• **TASK PROMPT**:
Carry on the Worsley passage below, picking up after its final sentence.

··· DOCUMENT ···

In 1833, when he succeeded his father (George Granville Leveson-Gower,1st Duke Of Sutherland) as beneficiary of the Bridgewater Trust and moved to Worsley, he described the place as "A God-forgotten place, its inhabitants much addicted to drink and rude sports, their morals deplorably low"

The whole district was in a state of religious and educational destitution, there was no one to see to the spiritual wants of the people and teaching was all but nullity itself.


As well as the church, he provided the village with many other facilities, including a reading room.

··· ENTRIES PROVIDED ···

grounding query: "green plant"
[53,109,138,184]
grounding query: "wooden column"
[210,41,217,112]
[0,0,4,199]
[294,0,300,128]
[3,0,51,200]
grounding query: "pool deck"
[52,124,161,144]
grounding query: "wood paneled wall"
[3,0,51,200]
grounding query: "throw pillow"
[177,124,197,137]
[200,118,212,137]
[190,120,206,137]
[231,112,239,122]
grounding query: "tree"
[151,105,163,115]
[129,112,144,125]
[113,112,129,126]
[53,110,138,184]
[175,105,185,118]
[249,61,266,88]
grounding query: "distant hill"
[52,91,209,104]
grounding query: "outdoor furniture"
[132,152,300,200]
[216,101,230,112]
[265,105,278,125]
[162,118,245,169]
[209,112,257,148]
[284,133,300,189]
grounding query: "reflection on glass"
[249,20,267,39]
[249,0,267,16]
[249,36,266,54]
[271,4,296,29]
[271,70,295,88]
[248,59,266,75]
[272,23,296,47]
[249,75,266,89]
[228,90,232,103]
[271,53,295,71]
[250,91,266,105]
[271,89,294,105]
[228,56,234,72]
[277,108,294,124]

···
··· ENTRIES PROVIDED ···

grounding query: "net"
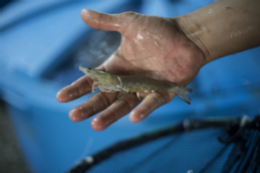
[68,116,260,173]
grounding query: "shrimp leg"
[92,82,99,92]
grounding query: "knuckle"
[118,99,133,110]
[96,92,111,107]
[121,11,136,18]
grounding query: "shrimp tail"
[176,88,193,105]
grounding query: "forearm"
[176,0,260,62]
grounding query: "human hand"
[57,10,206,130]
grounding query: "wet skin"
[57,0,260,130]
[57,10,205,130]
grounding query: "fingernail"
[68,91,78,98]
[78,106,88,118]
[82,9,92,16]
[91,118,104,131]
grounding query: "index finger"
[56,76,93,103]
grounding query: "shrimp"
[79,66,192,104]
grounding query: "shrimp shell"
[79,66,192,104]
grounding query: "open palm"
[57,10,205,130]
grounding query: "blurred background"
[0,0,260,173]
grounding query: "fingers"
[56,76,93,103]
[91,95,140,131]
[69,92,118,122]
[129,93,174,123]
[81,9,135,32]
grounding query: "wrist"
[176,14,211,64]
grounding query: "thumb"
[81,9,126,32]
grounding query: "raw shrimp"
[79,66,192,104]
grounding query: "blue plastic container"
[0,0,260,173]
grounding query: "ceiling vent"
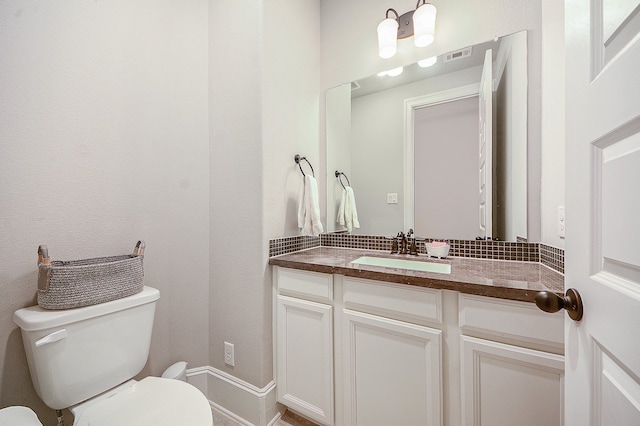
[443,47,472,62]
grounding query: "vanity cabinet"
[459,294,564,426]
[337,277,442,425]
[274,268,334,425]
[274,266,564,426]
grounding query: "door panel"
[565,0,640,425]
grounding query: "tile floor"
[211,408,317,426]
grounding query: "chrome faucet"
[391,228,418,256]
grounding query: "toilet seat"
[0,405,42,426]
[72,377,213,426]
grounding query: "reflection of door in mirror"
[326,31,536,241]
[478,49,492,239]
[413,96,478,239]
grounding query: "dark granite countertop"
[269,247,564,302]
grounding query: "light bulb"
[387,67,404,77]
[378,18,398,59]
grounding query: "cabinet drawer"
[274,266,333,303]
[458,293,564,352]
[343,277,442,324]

···

• **EXERCISE RESULT**:
The Foundation Stone was laid on 15 June 1844 by Lord Egerton's eldest son George Granville Francis on the occasion of his 21st birthday. In the cavity of the stone specimen coins of each denomination were placed


The Church building was completed and consecrated on 2 July 1846 by The Rt Rev John Bird Sumner, Bishop of Chester – the year before the new diocese of Manchester was created. In fact at the consecration, the tower and steeple were not quite finished, and the stained glass windows had not yet been acquired


The Site


A commanding site of 10,403 acres was chosen, known as Cross Field, taking its name from the Travellers’ or Our Lady’s Cross which formerly stood at the junction of Leigh and Walkden Roads. It appears on 18th century maps and was probably a travellers’ cross


Later that century, the Duke of Bridgewater and his agent/engineer John Gilbert built a lead pencil manufactory on the site - the vaulting in the cellar of what is now the Rectory, which was built in 1850 and originally known as Crossfield House, may be a relic of this (John Gilbert has received belated recognition with the naming of a new pub opposite the church - at which the Rector pulled the first pint.)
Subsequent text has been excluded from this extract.